Task brief: Turn the rows between the line containing "Segment the distant" and the line containing "47 129 L 61", inclusive, into a two-column CSV with headers instruction and output. Put each instruction and its answer on one CSV line, each in its own quoted field, with line breaks replaced by spaces.

Source records:
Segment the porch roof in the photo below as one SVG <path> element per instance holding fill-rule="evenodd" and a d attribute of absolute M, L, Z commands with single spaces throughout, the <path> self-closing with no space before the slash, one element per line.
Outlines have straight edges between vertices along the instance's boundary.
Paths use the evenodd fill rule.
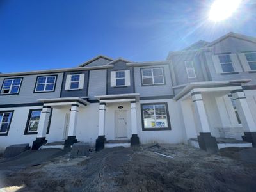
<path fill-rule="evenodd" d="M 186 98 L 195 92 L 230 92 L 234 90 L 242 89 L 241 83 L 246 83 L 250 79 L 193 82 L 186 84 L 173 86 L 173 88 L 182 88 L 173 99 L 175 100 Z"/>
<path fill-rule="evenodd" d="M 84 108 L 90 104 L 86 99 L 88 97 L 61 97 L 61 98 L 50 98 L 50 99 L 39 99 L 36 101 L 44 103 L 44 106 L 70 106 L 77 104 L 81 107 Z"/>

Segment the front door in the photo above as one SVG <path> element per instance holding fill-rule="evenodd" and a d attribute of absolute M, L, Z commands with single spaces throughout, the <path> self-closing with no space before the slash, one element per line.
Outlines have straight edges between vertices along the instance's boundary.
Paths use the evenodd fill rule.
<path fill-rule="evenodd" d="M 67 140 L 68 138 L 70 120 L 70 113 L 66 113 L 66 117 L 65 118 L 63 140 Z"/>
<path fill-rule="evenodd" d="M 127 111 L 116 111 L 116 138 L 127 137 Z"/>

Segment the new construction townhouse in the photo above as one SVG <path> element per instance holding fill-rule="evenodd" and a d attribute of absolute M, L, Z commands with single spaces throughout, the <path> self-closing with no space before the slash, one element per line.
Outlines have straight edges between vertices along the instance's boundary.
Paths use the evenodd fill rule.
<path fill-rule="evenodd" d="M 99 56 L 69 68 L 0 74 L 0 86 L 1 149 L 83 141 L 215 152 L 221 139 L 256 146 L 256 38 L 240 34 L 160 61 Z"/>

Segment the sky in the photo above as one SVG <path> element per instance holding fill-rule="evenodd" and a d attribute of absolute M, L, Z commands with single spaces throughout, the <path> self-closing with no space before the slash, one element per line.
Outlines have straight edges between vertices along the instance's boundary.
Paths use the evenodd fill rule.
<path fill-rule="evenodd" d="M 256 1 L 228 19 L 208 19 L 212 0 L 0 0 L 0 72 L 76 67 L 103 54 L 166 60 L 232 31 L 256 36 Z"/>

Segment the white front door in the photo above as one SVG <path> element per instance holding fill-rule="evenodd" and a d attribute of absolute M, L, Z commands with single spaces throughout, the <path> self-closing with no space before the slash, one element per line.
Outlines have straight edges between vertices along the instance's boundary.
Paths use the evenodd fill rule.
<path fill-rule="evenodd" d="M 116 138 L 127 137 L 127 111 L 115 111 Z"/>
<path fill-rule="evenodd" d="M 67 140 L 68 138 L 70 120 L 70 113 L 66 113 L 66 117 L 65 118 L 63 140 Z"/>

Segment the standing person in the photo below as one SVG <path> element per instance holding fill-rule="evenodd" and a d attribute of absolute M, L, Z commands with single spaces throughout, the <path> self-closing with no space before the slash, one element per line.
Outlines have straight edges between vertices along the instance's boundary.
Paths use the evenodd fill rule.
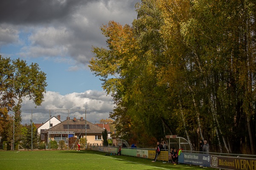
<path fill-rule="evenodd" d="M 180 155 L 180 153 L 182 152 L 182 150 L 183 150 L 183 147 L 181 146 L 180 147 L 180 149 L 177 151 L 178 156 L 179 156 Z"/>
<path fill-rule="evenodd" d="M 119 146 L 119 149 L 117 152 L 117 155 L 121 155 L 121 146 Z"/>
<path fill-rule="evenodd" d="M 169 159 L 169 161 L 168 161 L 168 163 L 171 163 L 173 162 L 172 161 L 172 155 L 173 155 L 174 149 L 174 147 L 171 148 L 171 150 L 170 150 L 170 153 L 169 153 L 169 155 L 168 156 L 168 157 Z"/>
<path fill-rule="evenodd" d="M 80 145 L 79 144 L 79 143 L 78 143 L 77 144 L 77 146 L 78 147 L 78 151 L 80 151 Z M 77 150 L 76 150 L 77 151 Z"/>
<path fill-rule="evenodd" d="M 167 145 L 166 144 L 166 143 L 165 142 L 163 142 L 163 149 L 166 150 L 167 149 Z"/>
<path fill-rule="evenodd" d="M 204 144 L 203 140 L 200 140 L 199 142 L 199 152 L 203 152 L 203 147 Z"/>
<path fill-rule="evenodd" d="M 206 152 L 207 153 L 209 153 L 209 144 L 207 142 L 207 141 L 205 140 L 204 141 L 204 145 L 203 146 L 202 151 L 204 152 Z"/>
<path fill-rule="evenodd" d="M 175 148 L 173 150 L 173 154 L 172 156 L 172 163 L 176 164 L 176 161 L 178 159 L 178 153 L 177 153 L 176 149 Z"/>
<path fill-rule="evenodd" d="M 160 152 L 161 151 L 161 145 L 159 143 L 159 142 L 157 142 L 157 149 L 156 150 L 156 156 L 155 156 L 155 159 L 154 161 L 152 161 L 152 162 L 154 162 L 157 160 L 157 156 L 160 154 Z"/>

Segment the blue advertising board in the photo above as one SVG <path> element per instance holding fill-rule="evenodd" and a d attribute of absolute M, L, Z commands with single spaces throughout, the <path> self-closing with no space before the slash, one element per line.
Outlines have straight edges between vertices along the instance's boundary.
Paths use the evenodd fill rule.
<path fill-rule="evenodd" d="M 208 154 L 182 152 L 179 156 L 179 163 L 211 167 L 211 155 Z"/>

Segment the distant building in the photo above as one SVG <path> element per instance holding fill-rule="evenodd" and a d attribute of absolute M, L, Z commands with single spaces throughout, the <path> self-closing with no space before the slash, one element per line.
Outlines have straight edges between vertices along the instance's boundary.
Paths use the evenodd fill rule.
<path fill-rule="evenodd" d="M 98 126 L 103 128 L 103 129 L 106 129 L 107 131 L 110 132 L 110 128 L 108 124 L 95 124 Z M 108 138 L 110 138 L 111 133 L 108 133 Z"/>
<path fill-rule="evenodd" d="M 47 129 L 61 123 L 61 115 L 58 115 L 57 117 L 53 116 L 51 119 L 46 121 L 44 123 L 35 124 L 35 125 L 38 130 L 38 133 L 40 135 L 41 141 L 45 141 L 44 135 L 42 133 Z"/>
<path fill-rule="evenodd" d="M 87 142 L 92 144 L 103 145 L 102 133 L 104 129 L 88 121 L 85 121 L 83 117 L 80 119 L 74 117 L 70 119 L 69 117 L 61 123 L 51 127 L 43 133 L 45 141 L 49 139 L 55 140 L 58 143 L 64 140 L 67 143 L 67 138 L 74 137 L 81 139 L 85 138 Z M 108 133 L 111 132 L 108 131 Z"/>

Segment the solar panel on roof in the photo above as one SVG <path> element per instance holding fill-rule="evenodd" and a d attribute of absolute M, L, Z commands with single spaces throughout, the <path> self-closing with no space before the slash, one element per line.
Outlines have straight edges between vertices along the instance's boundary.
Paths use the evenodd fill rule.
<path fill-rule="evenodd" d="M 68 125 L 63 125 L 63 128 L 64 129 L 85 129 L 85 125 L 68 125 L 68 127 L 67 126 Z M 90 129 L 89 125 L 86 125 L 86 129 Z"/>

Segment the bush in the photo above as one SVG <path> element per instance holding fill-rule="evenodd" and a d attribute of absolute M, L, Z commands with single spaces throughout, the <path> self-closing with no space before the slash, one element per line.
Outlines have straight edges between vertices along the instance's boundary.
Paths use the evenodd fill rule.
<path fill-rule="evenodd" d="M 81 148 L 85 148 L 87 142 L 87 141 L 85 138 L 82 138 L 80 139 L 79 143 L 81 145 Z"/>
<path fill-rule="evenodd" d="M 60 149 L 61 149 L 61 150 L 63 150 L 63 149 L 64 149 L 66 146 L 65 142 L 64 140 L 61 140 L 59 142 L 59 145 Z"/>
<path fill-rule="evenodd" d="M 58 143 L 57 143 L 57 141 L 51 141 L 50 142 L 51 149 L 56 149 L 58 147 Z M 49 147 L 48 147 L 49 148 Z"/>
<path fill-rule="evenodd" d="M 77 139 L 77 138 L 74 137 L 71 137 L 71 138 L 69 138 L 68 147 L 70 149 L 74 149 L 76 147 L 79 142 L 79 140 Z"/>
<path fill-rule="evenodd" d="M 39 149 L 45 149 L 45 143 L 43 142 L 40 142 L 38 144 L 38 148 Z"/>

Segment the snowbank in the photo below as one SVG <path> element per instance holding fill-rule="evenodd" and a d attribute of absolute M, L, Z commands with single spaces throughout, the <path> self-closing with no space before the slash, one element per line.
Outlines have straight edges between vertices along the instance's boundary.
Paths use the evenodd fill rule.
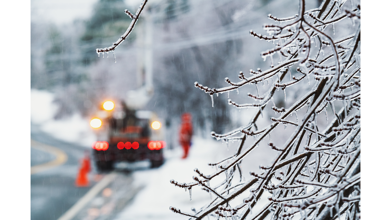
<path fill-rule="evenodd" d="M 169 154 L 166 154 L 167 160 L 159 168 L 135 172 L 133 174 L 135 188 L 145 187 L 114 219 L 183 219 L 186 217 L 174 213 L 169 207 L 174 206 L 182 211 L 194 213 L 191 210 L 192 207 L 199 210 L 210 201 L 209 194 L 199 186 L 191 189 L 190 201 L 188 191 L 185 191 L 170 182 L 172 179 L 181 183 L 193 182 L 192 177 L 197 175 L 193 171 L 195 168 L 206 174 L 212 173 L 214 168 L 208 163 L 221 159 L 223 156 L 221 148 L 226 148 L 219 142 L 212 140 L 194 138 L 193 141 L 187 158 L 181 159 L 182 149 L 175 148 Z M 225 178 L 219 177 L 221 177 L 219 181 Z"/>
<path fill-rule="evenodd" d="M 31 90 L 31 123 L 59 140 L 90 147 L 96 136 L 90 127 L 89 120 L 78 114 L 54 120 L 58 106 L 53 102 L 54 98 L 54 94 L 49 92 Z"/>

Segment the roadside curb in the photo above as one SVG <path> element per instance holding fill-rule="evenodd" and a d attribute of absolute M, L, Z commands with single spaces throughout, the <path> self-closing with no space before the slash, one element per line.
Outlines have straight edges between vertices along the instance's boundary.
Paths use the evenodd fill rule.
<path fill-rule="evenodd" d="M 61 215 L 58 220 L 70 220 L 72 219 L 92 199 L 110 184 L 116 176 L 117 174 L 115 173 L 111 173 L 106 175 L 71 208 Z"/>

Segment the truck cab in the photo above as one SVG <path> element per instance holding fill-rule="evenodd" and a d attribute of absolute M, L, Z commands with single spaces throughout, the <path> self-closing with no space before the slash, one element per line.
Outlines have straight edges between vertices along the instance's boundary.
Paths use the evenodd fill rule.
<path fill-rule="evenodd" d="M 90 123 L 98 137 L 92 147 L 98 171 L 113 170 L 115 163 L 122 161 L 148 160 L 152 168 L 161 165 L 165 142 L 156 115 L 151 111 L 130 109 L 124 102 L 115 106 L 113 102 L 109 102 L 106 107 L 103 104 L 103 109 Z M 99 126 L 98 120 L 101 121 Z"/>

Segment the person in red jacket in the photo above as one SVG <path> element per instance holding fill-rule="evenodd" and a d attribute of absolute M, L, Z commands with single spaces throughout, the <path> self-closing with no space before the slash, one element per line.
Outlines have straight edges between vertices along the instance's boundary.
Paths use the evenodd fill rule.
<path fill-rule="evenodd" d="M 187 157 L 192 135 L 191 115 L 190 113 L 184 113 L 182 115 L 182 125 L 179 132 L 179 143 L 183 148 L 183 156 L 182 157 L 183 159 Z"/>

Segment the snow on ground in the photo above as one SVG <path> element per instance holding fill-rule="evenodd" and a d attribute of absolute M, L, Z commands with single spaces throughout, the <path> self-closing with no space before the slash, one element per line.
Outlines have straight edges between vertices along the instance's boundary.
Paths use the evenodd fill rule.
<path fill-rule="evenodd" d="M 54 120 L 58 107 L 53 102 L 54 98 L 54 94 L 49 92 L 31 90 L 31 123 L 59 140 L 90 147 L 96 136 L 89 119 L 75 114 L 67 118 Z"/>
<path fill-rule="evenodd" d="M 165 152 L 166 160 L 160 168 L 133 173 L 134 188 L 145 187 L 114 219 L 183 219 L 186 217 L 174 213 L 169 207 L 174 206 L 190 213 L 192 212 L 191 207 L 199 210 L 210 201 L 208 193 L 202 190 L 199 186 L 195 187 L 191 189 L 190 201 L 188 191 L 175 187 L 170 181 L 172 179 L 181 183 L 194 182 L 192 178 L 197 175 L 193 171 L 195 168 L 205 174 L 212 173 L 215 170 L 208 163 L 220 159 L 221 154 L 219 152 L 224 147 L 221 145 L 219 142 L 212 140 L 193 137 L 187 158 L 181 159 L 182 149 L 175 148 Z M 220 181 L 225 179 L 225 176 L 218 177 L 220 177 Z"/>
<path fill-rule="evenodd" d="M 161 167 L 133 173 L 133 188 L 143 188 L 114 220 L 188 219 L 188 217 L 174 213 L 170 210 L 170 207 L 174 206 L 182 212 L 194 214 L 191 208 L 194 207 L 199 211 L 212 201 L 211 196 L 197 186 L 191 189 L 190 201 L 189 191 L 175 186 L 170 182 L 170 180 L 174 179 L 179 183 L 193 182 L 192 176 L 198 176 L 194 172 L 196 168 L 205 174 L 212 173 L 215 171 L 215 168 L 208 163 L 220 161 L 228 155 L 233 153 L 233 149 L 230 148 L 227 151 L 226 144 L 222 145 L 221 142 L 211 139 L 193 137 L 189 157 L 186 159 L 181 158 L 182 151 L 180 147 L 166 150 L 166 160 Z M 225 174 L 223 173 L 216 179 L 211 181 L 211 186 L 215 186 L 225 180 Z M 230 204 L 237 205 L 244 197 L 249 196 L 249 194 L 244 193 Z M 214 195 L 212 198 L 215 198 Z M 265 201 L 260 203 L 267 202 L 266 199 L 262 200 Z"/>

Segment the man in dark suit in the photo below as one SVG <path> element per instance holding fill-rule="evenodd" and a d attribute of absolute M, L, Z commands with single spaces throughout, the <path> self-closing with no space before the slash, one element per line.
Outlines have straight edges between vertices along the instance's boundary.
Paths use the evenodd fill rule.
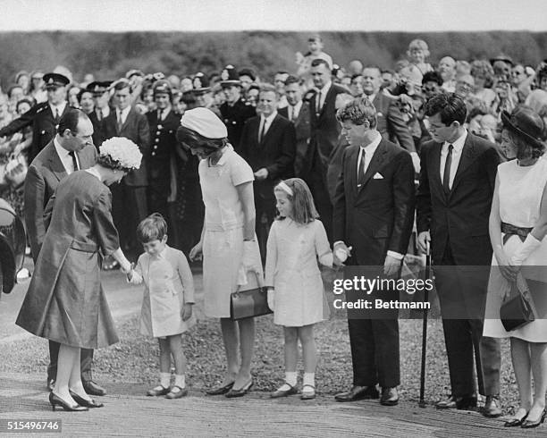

Output for this task:
instruction,output
"Segment the distant building in the photo above as one SVG <path> element per instance holding fill-rule=""evenodd"" and a d attribute of absolute M, L, Z commands with single spaces throughout, the <path> self-closing with no space before the slash, one element per line. Outlines have straight edges between vertices along the instance's boundary. Paths use the evenodd fill rule.","<path fill-rule=""evenodd"" d=""M 98 126 L 103 128 L 103 129 L 106 129 L 107 131 L 110 132 L 110 128 L 108 124 L 95 124 Z M 108 138 L 110 138 L 111 133 L 108 133 Z""/> <path fill-rule=""evenodd"" d=""M 47 129 L 61 123 L 61 115 L 58 115 L 57 117 L 53 116 L 51 119 L 46 121 L 44 123 L 35 124 L 35 125 L 38 130 L 38 133 L 40 135 L 41 141 L 45 141 L 44 135 L 42 133 Z""/>"